» **PAGE EXCERPT**
Diabetic Retinopathy is a complication of diabetes, especially for those with type 2 diabetes. High blood sugar levels over a period of time can damage the blood vessels in the retina, making them, swell and leak. In some cases it may also happen that they block blood from passing through. These lead to growth of abnormal new blood vessels in the retina. All of these conditions affect the vision adversely leading ultimately to loss of vision.
Although diabetic retinopathy is caused by prolonged high blood sugar level, prolonged high blood pressure has an additive effect. The risk of the condition increases with age and duration of uncontrolled blood sugar. The high glucose levels in the blood vessels damage the sensitive small blood vessels in the retina causing haemorrhages, exudates and even swelling of the retina. When this occurs, the retina is deprived of oxygen which in turn leads to the growth of abnormal blood vessels. A condition known as proliferative diabetic retinopathy. The retina detects light and converts it to signals sent through the optic nerve to the brain. Diabetic retinopathy may stop this process and cause loss of vision.
Symptoms of diabetic retinopathy:
The early stages of diabetic retinopathy are painless and symptomless, and hence can go undetected for a long time. It is therefore recommended for diabetics to have an annual eye fundus examination. As the disease advances certain symptoms may occur like:
- Sudden changes in vision
- Blurred vision
- Having a dark or empty spot in the center of your vision
- Reduction in night vision
- Distorted vision
- Impaired color vision
- Eye pain
Risk factors for diabetic retinopathy:
Diabetic retinopathy can attack people with all types of diabetes (i.e. type 1, type 2 or gestational). The following factors may raise your risk of developing retinopathy:
- Longer duration of diabetes
- Poor blood sugar control
- Having high blood pressure
- Having high cholesterol levels
Types of Diabetic retinopathy:
Nonproliferative diabetic retinopathy (NPDR) : It is an early stage of diabetic retinopathy. In this stage, tiny blood vessels within the retina leak blood or fluid. The leaking fluid causes the retina to swell or to form deposits.

» **PROVIDED MATERIAL**
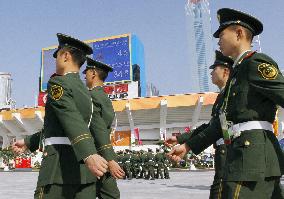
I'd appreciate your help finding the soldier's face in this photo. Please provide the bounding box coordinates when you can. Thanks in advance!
[218,26,238,57]
[85,69,94,88]
[210,66,227,87]
[56,50,65,70]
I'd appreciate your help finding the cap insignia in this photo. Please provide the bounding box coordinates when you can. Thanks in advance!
[257,63,278,80]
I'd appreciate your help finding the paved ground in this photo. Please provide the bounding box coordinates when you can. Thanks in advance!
[0,171,284,199]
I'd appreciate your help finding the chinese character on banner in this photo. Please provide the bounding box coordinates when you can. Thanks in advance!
[184,126,190,133]
[37,92,47,106]
[115,84,128,93]
[134,128,141,144]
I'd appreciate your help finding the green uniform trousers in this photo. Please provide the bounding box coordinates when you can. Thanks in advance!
[220,177,284,199]
[97,172,120,199]
[34,182,96,199]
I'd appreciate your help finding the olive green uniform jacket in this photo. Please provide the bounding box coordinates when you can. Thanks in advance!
[32,73,97,186]
[186,53,284,181]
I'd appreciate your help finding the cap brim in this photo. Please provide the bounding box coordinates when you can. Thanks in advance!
[53,48,59,58]
[213,26,228,38]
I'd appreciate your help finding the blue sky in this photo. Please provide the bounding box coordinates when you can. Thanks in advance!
[0,0,284,107]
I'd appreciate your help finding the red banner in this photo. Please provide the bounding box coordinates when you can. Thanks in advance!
[37,92,47,106]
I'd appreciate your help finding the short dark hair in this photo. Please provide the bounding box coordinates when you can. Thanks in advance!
[230,25,253,42]
[60,46,86,67]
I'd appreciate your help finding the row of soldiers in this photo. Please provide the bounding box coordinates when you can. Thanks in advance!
[117,149,171,180]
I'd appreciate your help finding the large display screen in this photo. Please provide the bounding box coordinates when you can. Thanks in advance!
[93,35,132,82]
[40,34,132,91]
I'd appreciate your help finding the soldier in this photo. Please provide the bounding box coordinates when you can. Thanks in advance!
[163,153,171,179]
[169,8,284,199]
[13,34,107,199]
[165,50,234,198]
[146,148,155,180]
[130,151,140,179]
[122,149,132,180]
[155,148,164,179]
[139,150,148,178]
[83,57,124,199]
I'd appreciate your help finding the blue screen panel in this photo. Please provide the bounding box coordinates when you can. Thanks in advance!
[93,36,132,82]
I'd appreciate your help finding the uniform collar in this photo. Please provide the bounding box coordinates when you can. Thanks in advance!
[63,71,79,76]
[232,50,251,68]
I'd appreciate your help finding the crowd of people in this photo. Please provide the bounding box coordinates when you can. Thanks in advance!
[117,149,171,180]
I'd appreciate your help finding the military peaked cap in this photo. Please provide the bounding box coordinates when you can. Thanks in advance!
[53,33,93,58]
[213,8,263,38]
[209,50,234,69]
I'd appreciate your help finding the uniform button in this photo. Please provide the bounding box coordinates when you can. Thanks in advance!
[245,140,250,146]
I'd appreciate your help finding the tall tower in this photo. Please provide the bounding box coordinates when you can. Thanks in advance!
[185,0,216,92]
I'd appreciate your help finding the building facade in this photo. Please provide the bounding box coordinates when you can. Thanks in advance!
[185,0,216,92]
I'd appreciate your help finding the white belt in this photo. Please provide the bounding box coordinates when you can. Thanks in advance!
[216,138,224,146]
[229,121,273,138]
[44,137,71,146]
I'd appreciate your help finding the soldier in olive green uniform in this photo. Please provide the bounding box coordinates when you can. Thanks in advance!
[168,51,234,198]
[169,8,284,199]
[146,149,155,180]
[155,149,164,179]
[83,57,124,199]
[13,34,107,199]
[122,149,132,180]
[139,150,147,178]
[130,151,140,179]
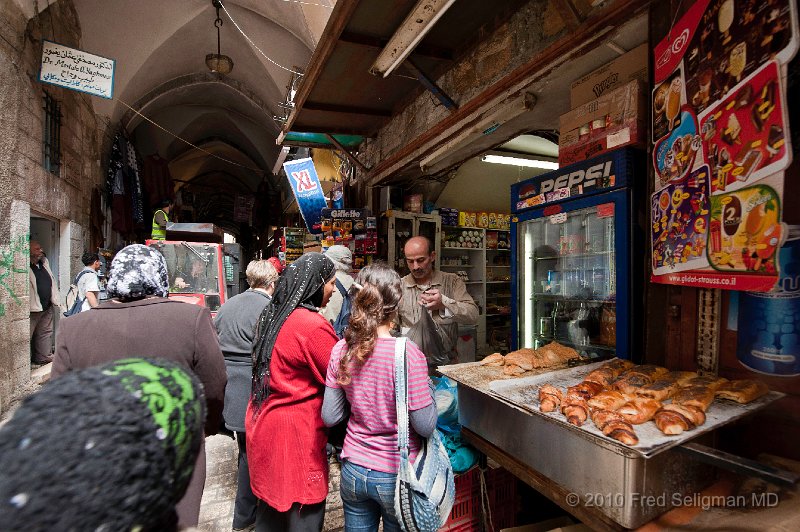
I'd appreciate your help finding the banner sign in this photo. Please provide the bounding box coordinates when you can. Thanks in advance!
[39,41,116,99]
[511,148,641,213]
[650,0,800,291]
[283,157,328,234]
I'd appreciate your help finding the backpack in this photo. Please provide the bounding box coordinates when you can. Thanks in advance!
[64,270,89,317]
[333,279,353,338]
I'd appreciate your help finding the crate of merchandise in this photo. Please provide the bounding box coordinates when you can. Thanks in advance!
[440,467,519,532]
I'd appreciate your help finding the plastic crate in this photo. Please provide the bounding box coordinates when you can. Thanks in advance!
[440,467,519,532]
[440,467,481,532]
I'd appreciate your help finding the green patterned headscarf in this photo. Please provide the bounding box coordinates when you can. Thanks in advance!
[0,359,206,532]
[101,358,206,485]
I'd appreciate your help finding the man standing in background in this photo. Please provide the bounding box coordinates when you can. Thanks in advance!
[29,240,61,365]
[398,236,478,363]
[76,252,100,312]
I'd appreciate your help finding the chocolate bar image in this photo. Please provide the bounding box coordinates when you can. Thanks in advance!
[767,124,786,157]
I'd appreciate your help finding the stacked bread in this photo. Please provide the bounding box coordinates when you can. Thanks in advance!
[539,359,769,445]
[481,342,580,377]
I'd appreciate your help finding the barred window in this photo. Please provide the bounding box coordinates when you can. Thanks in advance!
[42,92,61,174]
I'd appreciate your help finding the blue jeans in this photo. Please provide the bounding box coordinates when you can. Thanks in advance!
[340,460,400,532]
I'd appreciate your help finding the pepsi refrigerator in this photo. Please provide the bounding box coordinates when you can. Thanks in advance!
[511,148,647,359]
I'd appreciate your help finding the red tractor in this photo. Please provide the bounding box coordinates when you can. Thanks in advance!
[146,223,241,314]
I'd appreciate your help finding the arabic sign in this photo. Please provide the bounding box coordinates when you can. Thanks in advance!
[650,0,800,291]
[39,41,116,99]
[283,157,328,234]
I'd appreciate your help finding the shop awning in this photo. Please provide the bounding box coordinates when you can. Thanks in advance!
[279,0,524,142]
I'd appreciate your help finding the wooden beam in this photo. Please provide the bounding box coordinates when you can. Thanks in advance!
[283,0,361,133]
[339,31,455,61]
[370,0,651,184]
[303,101,392,118]
[550,0,584,31]
[325,133,369,174]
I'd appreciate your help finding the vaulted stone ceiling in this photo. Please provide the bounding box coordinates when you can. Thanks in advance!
[14,0,335,227]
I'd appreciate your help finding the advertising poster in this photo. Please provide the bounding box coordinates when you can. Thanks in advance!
[650,0,800,292]
[283,157,328,234]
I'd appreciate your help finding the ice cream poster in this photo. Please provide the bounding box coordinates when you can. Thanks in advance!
[651,0,800,291]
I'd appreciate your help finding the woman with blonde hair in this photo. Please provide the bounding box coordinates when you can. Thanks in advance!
[322,262,436,532]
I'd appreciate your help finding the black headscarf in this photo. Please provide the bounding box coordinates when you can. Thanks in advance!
[251,253,336,413]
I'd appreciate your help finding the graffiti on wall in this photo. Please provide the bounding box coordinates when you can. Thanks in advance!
[0,235,31,317]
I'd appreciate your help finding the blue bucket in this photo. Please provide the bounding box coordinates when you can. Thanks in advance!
[736,225,800,377]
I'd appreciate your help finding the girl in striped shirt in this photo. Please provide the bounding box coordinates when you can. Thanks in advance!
[322,262,436,532]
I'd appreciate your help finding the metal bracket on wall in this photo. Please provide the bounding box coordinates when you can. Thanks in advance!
[325,133,369,174]
[403,59,458,111]
[696,288,722,374]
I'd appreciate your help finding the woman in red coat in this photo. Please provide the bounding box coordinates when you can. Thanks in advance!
[245,253,338,532]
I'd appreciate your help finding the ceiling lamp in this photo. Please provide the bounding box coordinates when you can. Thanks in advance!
[206,0,233,75]
[369,0,456,78]
[481,154,558,170]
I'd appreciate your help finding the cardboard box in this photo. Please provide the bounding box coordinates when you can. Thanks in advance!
[558,81,647,166]
[569,43,649,109]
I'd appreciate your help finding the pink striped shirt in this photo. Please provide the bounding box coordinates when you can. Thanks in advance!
[325,338,433,473]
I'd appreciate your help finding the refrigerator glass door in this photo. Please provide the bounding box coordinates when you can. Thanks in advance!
[517,204,617,357]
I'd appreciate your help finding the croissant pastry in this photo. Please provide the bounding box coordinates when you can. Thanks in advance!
[634,379,678,401]
[653,403,706,436]
[539,384,563,412]
[617,397,661,425]
[592,410,639,445]
[567,381,603,399]
[588,390,629,411]
[561,393,589,427]
[672,386,714,412]
[481,353,506,366]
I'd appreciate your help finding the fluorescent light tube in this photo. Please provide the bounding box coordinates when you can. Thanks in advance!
[481,154,558,170]
[369,0,456,78]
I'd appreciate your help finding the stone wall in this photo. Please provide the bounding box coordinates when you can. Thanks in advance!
[362,0,572,175]
[0,0,110,413]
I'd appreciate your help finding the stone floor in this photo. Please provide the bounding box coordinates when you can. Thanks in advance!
[198,436,344,532]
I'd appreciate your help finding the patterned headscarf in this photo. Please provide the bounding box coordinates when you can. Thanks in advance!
[0,359,205,531]
[251,253,336,413]
[106,244,169,301]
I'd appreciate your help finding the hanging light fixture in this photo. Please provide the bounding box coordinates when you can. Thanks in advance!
[206,0,233,75]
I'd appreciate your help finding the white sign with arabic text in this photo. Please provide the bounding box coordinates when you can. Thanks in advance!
[39,41,115,99]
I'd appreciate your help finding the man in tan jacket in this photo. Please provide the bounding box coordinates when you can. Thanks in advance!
[29,240,61,365]
[399,236,478,361]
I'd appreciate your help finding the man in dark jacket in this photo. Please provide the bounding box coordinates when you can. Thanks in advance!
[51,244,227,528]
[214,260,278,531]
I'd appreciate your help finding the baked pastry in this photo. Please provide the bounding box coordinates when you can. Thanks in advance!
[592,410,639,445]
[587,390,630,412]
[653,403,706,436]
[716,379,769,404]
[617,397,661,425]
[481,353,506,366]
[534,342,580,367]
[567,381,603,400]
[614,373,653,394]
[659,371,699,386]
[583,358,633,386]
[682,375,728,392]
[503,360,525,377]
[561,392,589,427]
[634,380,680,401]
[505,349,535,371]
[672,386,714,412]
[539,384,564,412]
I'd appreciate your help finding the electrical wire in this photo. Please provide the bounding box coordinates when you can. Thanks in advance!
[220,2,303,76]
[283,0,333,9]
[114,97,265,175]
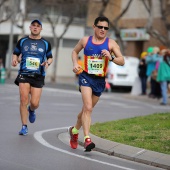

» **QUESTIONS**
(a) Reproduce the diabetic retinopathy text from "Diabetic Retinopathy is a" to "to loss of vision.".
(b) What eye examination does the diabetic retinopathy text recommend that diabetics have every year?
(c) Please carry the diabetic retinopathy text further, picking up after its last sentence.

» **ACTIVITY ANSWERS**
(a)
Diabetic Retinopathy is a complication of diabetes, especially for those with type 2 diabetes. High blood sugar levels over a period of time can damage the blood vessels in the retina, making them, swell and leak. In some cases it may also happen that they block blood from passing through. These lead to growth of abnormal new blood vessels in the retina. All of these conditions affect the vision adversely leading ultimately to loss of vision.

(b) An annual eye fundus examination.

(c)
Proliferative diabetic retinopathy (PDR): or Advanced diabetic retinopathy, is the stage where new blood vessels begin to grow within the retina. These new blood vessels are usually abnormal and grow in the center of the eye. This growth is accompanied by haemorrhages, exudates, occlusions and vision defects.
Prevention of diabetic retinopathy:
There are no scientifically proven way to prevent diabetic retinopathy from occurring, but the onset and progression of the condition can be delayed significantly by maintaining at least a close to normal blood glucose level, having control on blood pressure, maintaining a healthy life style along with a balanced diet and exercise, and reducing stress.
To slow down progression, it is important to identify the condition early and start treatment. A comprehensive dilated eye examination has to be done at least once in a year. This includes a vision acuity test and a detailed fundus examination. Treatment may consist of simply controlling blood sugar and blood pressure, or medicines to reduce intra ocular pressure and vessel growth, to laser therapy or other surgical procedures. It is best to seek the help of a qualified ophthalmologist.